=== Reading passage ===

— start —

RE: SVG 1.2 Comment: 4 Flowing text and graphics

On Mon, 8 Nov 2004, Jon Ferraiolo wrote:
> > 
> > The ability for UAs to achieve better line-breaking than is described 
> > in the spec. It is effectively forcing a lowest-common-denominator 
> > implementation (i.e. it is forcing desktop UAs to do no better than 
> > mobile phone UAs).
> 
> Actually, the SVG language has run into this sort of a problem in other 
> areas of the language before. For example, for text-on-a-path, the SVG 
> language provides an explicit, absolute, precise algorithm for how 
> glyphs should be placed, but Adobe and others explained that there are 
> other, more sophisticated algorithms for laying out text along a path. 

That's another good example of where the exact algorithm used should, 
IMHO, be left up to the UA.


> For SVG's various rendering hints, there are explicit options (e.g., 
> geometric precision, optimize speed, optimize quality), but in most 
> cases you also want to allow the user agent to make appropriate 
> tradeoffs and do its own best job. For color management's rendering 
> intent, there are explicit options (perceptual, colormetric, 
> saturation), but often you want the user agent to do its own best job.

— end —

=== Prompt 1 ===
Return the part of the SVG message starting at "That's another good" and ending at "to do its own best job.".
=== Prompt 2 ===
Put this sentence from the SVG message into Spanish: "Actually, the SVG language has run into this sort of a problem in other areas of the language before."
The data is separate material with no connection to the SVG message.

Pointing records:
— start —

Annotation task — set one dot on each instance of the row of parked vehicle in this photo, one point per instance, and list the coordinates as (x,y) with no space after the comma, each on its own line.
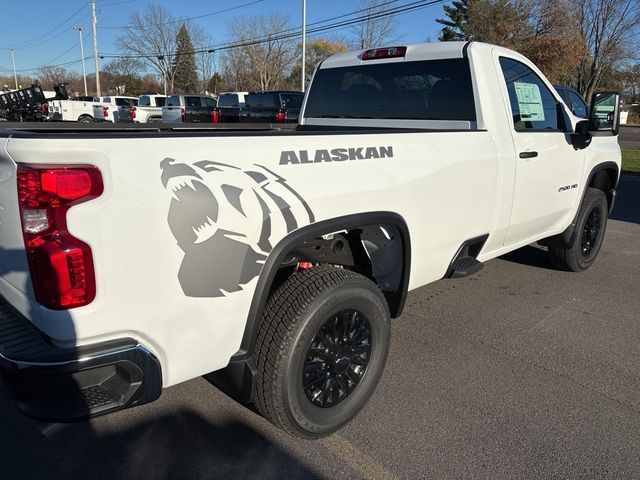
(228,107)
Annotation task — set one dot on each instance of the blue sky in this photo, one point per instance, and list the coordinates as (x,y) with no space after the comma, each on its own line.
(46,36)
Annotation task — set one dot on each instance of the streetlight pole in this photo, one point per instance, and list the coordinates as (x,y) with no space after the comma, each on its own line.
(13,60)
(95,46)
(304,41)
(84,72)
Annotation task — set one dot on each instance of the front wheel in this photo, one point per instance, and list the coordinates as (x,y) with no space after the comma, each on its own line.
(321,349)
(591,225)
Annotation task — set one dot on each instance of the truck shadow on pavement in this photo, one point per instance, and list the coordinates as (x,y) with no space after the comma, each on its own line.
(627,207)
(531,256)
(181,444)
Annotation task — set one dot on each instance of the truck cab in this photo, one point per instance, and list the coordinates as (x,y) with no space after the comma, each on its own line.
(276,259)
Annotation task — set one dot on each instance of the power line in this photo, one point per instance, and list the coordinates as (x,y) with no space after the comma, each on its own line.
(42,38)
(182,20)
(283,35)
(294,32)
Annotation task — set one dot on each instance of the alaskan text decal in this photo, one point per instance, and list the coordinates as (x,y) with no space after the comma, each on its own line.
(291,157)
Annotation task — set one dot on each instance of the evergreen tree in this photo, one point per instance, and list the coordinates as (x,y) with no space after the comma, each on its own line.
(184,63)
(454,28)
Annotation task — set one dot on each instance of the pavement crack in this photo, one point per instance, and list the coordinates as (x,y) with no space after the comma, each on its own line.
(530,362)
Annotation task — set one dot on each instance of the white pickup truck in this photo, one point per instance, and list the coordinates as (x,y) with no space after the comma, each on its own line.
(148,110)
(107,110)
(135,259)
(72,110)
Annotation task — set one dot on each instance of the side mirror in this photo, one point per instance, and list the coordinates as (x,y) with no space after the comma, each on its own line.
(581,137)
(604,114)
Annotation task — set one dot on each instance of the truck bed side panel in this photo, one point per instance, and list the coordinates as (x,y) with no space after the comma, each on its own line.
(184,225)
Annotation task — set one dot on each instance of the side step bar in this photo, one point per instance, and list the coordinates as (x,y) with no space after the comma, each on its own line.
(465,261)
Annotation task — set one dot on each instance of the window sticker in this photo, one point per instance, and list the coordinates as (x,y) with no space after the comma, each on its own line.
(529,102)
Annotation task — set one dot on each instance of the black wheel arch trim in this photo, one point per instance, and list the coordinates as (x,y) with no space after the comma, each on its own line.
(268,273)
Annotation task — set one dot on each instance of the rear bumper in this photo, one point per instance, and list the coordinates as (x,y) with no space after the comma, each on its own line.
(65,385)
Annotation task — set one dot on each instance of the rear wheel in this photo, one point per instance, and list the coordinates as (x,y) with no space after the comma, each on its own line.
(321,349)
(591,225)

— end —
— start —

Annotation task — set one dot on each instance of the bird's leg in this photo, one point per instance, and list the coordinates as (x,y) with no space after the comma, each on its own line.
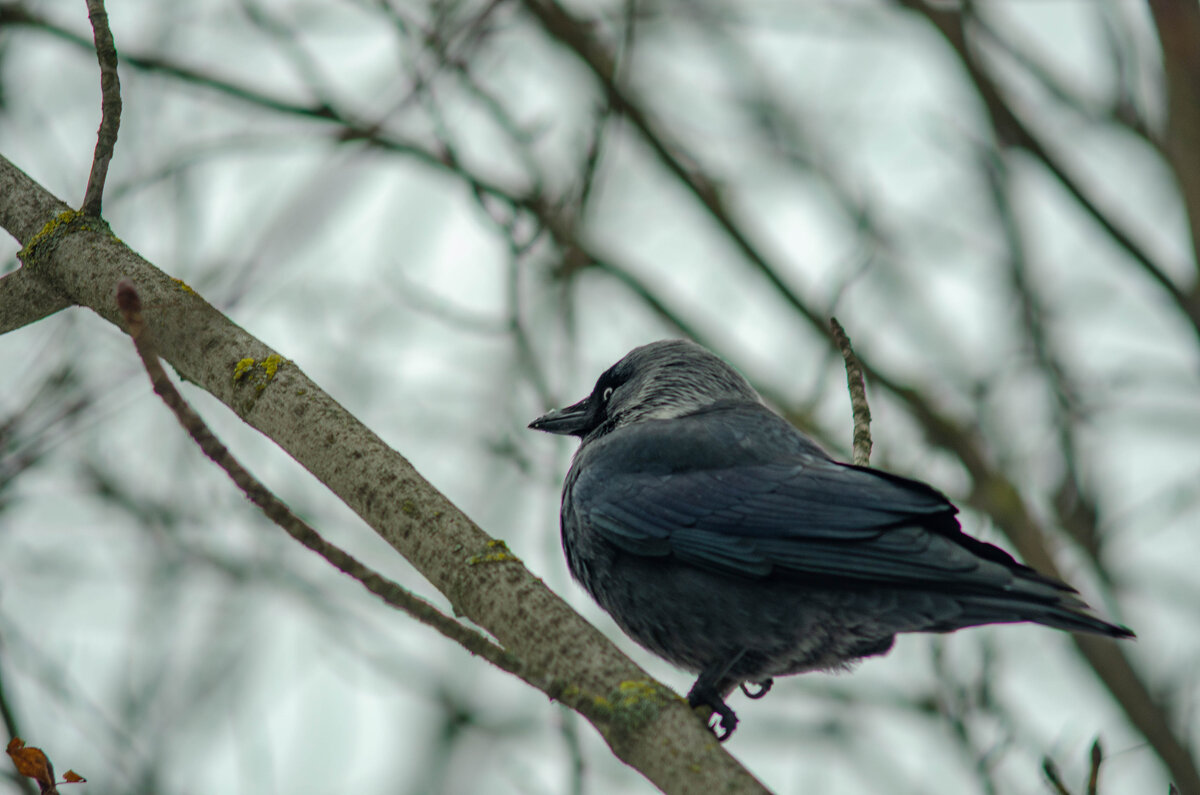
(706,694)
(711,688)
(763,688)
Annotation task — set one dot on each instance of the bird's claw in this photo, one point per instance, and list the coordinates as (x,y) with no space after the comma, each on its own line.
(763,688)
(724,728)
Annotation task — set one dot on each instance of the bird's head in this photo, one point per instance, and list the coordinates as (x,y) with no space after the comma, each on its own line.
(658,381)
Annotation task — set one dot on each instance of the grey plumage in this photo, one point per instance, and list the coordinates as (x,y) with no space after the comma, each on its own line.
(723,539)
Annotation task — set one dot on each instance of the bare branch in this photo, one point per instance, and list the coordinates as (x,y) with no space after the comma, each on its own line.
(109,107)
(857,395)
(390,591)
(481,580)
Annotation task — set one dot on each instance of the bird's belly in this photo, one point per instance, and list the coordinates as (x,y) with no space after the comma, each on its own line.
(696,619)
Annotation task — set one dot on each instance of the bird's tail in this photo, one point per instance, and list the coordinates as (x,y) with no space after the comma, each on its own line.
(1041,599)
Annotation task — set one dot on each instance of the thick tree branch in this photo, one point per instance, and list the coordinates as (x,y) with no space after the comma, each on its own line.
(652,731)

— end —
— start —

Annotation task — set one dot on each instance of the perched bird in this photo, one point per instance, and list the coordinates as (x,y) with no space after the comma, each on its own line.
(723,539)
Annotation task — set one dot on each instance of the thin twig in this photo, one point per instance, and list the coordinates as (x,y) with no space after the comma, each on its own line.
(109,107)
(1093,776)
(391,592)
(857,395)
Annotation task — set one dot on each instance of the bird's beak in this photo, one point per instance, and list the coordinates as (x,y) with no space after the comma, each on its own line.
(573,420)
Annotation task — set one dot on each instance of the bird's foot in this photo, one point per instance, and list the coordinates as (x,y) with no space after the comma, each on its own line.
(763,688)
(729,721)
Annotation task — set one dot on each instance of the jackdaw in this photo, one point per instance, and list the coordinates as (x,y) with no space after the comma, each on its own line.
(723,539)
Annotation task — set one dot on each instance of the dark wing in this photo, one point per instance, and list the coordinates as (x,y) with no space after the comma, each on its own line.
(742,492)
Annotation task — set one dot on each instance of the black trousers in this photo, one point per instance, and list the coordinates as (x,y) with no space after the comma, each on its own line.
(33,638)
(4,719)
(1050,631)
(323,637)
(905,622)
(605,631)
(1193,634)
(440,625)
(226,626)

— end —

=== Result 1 ===
That's another good example of where the exact algorithm used should, 
IMHO, be left up to the UA.


> For SVG's various rendering hints, there are explicit options (e.g., 
> geometric precision, optimize speed, optimize quality), but in most 
> cases you also want to allow the user agent to make appropriate 
> tradeoffs and do its own best job. For color management's rendering 
> intent, there are explicit options (perceptual, colormetric, 
> saturation), but often you want the user agent to do its own best job.

=== Result 2 ===
En realidad, el lenguaje SVG ya se ha topado antes con este tipo de problema en otras áreas del lenguaje.